+++ DATASET ROWS

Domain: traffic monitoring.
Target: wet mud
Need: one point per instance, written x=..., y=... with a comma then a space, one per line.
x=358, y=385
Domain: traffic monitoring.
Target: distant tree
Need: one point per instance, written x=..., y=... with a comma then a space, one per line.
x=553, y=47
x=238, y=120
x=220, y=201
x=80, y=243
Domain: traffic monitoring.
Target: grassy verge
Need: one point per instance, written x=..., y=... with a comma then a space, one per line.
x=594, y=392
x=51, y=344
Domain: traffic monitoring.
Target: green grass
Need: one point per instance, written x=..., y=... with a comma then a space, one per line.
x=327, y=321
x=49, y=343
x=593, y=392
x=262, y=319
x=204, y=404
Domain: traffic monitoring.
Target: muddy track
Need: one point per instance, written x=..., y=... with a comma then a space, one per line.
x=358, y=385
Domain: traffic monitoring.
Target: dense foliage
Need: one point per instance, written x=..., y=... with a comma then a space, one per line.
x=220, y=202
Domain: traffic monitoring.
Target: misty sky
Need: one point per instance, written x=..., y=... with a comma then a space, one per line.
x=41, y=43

++++++
+++ DATASET ROWS

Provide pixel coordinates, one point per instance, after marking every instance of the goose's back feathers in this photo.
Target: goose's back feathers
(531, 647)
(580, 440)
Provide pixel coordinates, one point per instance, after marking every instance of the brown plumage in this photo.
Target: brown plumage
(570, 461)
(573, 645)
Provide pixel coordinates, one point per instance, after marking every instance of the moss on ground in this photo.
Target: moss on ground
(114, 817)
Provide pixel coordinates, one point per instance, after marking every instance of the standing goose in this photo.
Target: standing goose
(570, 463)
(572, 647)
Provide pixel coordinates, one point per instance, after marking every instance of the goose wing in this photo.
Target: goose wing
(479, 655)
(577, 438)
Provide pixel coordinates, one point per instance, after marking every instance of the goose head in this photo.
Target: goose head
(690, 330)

++++++

# [PROBLEM TO SOLVE]
Report every line in the items above that contains the word "moss", copying each such line in full. Case counts.

# [PROBLEM SOLUTION]
Provide pixel coordinates, one point per instance, after marking every instance of the moss on ground in this photo.
Target: moss on ground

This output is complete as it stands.